## [Consignes]
Recopiez sans rien changer le passage de l'article sur TOBi qui commence aux mots « Plus tôt en » et prend fin après « une réalité généralisée. ».

Plus tôt en 2020, cet artiste hip-hop de 27 ans originaire de Brampton, en Ontario, lançait un remix de sa chanson « 24 », mettant en vedette les poids lourds Shad, Haviah Mighty et Jazz Cartier dans une critique inconditionnelle du racisme systémique, des stéréotypes et du profilage racial. Sorti au début de mai avec un vidéoclip puissant conçu pour faire réfléchir, l’enregistrement est arrivé quelques semaines à peine avant que le monde soit secoué par la mort brutale du Noir George Floyd sous les genoux d’un agent de Minneapolis. Cette exploration lyrique de la précarité de la vie des Noirs est un rappel qui fait réfléchir à une réalité généralisée.

Dans la même veine, la plus récente parution de TOBi, ELEMENTS Vol. 1, un projet de mixtape de 10 pistes lancé le 21 octobre 2020, est d’une urgence et d’une pertinence tout aussi manifestes dans la foulée du lancement de la version de luxe de son tout premier enregistrement, STILL (2019), qui exprimait la dissonance culturelle qu’il avait éprouvée après avoir quitté le Nigeria pour vivre au Canada pendant son enfance. (Le remix du projet, STILL+,  a atteint un total combiné de 17 millions diffusions sur toutes les plates-formes de musique en continu.)

« [ELEMENTS Vol 1] a davantage à voir avec ma façon de m’exprimer sur le plan artistique, avec l’exploration de divers sons et celle de la profondeur de ma créativité », explique TOBi sans aller jusqu’à considérer ce projet comme son deuxième album – mais en le comparant plutôt, avec respect, à la série de mixtapes Dedication de Lil Wayne. « Tandis que STILL est autobiographique du début à la fin. Voilà! Et [ELEMENTS] est davantage, genre, l’expression d’une ambiance, d’une musique, d’un désir de découvrir divers aspects [de moi-même] et de voir ce que ça pouvait donner. »

## [Extrait source]
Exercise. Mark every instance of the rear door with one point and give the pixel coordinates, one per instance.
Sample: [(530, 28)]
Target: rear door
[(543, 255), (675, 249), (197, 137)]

## [Réponse]
Plus tôt en 2020, cet artiste hip-hop de 27 ans originaire de Brampton, en Ontario, lançait un remix de sa chanson « 24 », mettant en vedette les poids lourds Shad, Haviah Mighty et Jazz Cartier dans une critique inconditionnelle du racisme systémique, des stéréotypes et du profilage racial. Sorti au début de mai avec un vidéoclip puissant conçu pour faire réfléchir, l’enregistrement est arrivé quelques semaines à peine avant que le monde soit secoué par la mort brutale du Noir George Floyd sous les genoux d’un agent de Minneapolis. Cette exploration lyrique de la précarité de la vie des Noirs est un rappel qui fait réfléchir à une réalité généralisée.